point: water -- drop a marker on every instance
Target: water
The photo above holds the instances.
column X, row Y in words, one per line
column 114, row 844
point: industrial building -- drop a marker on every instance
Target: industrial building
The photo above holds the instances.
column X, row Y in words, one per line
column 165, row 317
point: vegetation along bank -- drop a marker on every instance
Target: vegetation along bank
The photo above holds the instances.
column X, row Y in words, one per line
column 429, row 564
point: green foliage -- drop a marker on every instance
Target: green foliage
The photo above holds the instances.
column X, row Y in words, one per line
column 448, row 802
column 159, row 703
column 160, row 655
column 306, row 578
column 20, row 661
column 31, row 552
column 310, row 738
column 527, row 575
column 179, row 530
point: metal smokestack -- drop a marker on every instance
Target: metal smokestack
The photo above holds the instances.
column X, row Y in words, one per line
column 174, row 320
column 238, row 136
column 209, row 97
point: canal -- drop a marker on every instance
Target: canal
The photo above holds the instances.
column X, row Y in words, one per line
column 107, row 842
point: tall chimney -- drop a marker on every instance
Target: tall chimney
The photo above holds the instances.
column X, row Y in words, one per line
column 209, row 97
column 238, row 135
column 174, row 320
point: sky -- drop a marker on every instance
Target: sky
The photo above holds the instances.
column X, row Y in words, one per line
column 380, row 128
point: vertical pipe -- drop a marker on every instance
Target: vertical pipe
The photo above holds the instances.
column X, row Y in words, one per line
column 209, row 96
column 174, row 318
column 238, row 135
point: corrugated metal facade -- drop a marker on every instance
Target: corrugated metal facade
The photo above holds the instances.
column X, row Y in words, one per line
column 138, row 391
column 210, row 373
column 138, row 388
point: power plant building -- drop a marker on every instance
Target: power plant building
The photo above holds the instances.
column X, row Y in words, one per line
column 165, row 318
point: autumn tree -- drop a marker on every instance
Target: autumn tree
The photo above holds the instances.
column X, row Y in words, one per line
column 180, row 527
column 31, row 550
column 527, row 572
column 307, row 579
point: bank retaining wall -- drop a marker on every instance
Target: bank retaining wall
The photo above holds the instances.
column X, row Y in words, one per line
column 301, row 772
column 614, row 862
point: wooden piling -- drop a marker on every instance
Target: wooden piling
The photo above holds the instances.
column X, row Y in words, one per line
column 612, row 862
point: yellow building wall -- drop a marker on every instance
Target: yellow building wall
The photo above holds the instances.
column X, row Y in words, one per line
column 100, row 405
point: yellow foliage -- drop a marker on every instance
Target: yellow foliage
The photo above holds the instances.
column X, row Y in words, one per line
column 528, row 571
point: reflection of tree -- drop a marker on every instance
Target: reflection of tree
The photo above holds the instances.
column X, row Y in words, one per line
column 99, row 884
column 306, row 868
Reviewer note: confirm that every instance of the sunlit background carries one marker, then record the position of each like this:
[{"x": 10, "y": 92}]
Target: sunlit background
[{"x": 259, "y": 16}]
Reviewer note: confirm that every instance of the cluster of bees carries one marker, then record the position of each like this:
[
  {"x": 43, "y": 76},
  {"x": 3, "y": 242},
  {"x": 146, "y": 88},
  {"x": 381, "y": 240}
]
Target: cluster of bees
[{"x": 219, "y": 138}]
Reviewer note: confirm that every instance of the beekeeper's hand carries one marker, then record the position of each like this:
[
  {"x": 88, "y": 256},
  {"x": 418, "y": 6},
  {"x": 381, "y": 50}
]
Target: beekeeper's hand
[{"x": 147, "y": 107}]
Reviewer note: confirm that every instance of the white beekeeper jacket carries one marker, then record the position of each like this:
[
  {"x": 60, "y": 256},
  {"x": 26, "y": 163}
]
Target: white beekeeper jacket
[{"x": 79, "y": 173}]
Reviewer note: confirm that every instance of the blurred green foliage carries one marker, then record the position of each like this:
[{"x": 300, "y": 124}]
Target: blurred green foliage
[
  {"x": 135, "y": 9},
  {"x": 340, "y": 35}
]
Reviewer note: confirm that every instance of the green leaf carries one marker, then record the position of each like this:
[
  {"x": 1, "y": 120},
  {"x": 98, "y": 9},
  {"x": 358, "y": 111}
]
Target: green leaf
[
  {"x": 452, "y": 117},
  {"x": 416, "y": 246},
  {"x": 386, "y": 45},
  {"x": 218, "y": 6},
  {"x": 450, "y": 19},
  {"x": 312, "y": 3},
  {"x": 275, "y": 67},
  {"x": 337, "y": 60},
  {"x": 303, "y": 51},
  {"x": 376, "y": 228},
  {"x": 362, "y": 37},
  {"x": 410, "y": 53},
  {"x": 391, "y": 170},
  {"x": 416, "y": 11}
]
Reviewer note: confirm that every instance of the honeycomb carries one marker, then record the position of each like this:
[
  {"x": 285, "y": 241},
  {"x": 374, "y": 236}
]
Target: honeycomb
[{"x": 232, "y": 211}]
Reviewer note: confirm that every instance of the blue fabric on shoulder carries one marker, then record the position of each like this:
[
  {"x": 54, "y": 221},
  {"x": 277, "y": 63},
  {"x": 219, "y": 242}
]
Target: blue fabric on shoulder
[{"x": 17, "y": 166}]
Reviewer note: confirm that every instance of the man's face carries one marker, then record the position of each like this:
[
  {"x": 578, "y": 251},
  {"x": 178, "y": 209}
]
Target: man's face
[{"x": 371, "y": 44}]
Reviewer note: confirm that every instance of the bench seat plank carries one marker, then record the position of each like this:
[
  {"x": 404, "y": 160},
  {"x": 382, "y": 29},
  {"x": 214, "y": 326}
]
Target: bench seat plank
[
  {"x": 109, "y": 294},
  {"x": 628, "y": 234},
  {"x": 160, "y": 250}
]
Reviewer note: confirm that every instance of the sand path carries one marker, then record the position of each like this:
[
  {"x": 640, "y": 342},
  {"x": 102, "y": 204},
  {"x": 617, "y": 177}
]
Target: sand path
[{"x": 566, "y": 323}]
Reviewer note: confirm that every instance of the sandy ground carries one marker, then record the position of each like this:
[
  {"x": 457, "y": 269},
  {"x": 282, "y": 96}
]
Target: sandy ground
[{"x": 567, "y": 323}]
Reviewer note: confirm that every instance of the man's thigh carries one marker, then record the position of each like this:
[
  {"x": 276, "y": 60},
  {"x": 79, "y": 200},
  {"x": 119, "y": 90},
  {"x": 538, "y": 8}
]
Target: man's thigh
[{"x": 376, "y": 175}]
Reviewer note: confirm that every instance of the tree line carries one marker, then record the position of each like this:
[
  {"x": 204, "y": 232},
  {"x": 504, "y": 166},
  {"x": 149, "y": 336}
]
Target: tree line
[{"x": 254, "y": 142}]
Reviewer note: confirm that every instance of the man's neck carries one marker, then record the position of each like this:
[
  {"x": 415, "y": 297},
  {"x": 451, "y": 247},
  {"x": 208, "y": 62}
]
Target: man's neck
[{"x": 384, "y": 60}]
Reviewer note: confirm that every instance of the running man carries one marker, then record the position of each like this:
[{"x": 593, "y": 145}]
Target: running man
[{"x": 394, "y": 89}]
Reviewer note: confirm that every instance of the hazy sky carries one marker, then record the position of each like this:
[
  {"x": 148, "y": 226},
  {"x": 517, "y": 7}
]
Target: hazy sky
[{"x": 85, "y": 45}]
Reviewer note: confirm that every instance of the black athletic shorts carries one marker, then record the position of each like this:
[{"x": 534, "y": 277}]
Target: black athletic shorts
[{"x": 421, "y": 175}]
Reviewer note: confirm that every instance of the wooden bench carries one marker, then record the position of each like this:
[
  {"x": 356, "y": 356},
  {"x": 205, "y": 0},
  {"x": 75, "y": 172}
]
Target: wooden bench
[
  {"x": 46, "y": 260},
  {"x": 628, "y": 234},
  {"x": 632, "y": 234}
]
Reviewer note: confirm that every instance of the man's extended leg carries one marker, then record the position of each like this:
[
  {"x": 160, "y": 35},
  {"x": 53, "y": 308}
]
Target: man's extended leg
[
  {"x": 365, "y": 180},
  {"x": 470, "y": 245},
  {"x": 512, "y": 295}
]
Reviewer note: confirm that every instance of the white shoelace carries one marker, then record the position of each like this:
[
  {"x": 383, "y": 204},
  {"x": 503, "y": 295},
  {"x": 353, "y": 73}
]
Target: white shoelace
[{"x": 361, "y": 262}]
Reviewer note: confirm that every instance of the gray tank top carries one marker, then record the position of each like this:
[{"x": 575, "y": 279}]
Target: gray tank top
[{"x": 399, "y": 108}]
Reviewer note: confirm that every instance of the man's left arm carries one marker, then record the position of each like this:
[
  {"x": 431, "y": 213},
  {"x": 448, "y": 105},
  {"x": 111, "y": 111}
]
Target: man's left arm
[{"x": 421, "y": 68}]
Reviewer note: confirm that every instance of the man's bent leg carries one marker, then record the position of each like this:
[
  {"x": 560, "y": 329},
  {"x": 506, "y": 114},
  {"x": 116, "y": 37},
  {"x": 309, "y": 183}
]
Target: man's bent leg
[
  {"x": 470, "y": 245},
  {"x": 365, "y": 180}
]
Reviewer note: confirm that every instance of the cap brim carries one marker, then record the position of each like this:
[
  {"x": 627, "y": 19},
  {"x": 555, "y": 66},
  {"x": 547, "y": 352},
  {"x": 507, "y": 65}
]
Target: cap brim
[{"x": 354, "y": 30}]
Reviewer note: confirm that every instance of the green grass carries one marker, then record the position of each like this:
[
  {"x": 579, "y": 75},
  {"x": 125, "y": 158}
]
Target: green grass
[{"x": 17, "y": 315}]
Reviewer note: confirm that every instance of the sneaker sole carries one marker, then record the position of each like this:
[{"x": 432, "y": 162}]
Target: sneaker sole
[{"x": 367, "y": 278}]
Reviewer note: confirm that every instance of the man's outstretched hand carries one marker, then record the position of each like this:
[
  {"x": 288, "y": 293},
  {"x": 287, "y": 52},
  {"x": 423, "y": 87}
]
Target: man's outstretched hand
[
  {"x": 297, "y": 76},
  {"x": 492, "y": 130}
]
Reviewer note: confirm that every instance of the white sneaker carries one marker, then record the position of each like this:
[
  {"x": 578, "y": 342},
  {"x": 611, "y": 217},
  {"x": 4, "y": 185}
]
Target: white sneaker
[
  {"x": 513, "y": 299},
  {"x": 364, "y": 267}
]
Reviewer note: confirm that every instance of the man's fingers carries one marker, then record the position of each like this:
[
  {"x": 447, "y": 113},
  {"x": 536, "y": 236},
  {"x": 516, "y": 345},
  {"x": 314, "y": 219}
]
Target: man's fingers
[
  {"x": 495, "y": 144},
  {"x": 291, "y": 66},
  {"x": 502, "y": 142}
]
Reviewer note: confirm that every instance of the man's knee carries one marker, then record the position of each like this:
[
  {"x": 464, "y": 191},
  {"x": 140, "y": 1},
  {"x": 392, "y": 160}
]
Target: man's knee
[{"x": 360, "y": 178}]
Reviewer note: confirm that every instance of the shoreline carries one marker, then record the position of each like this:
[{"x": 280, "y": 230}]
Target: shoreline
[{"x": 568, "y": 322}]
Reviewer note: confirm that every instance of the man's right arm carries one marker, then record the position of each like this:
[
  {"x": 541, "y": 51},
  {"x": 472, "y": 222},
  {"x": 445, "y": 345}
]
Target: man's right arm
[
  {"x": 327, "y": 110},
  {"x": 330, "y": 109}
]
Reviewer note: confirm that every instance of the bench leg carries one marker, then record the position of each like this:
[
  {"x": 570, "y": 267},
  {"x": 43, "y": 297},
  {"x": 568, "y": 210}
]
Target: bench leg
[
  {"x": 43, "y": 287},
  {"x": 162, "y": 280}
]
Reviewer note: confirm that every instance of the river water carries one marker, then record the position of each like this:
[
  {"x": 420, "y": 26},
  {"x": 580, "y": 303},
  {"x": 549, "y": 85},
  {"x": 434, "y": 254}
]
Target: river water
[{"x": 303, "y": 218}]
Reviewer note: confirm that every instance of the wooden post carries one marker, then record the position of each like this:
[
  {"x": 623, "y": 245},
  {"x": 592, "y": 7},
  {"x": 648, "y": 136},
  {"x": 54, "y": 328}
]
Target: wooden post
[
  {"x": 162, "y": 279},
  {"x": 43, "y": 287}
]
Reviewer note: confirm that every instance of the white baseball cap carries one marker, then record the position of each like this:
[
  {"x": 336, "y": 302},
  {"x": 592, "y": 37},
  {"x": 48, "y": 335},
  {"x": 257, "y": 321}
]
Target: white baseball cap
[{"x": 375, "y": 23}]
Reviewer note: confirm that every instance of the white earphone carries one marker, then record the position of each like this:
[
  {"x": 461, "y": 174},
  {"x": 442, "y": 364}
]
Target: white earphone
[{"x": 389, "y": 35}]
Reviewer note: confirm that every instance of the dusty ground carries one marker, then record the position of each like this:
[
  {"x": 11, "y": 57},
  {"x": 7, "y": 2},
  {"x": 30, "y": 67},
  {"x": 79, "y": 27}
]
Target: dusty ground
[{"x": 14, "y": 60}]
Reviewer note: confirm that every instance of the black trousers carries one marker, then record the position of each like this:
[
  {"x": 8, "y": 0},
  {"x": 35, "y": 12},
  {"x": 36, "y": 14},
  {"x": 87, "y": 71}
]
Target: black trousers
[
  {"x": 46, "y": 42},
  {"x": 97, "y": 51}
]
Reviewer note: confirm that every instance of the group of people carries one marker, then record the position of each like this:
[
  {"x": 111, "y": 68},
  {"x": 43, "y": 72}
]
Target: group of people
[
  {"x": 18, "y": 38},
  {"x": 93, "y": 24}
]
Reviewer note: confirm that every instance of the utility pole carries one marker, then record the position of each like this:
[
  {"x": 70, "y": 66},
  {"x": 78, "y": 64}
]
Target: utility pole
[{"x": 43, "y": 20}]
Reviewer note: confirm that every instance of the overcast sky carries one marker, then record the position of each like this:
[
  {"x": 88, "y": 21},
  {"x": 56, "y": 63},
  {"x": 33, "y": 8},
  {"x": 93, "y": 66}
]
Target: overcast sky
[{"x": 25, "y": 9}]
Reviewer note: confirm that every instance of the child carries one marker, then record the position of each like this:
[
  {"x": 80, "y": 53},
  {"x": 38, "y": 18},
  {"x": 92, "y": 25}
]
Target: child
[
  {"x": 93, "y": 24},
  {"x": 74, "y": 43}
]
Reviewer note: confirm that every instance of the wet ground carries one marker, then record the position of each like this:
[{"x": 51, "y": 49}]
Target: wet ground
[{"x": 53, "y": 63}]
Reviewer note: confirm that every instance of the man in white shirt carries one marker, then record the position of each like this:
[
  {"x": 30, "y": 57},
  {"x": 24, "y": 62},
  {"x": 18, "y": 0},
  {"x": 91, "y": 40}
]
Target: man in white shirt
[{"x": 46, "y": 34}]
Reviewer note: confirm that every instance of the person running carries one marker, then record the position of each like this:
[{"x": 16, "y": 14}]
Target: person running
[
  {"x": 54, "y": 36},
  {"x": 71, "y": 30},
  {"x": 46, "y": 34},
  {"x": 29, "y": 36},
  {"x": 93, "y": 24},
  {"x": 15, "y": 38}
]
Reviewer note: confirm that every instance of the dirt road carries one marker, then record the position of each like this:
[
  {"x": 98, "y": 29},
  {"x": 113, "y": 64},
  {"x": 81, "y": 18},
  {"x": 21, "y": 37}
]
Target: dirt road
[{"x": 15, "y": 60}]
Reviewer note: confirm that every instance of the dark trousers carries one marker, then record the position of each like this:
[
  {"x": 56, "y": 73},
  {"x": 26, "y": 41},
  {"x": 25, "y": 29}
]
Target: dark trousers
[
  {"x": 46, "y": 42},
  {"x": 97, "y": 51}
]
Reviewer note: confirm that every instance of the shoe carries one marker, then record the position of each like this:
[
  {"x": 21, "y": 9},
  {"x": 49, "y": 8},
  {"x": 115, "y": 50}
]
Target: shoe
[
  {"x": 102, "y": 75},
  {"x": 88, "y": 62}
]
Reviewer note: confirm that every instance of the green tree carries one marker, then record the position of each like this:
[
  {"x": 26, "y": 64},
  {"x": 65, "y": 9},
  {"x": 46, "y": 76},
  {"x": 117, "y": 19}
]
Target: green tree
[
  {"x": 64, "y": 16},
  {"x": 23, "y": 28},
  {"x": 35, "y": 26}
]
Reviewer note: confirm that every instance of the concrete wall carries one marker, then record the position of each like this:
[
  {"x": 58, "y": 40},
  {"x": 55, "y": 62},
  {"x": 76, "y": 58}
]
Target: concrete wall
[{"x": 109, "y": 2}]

○ ○ ○

- [Instructions for the task]: Repeat word for word the rows from the line with "point: vertical pipe" up to and including the line with "column 138, row 388".

- [Expected answer]:
point: vertical pipe -- drop a marker on every instance
Target: vertical pipe
The photo above holds the instances.
column X, row Y in words, one per line
column 209, row 96
column 174, row 318
column 238, row 135
point: corrugated metal facade -- drop a marker on every instance
Target: corrugated metal facade
The photo above holds the instances.
column X, row Y in words, one per line
column 138, row 391
column 210, row 373
column 138, row 388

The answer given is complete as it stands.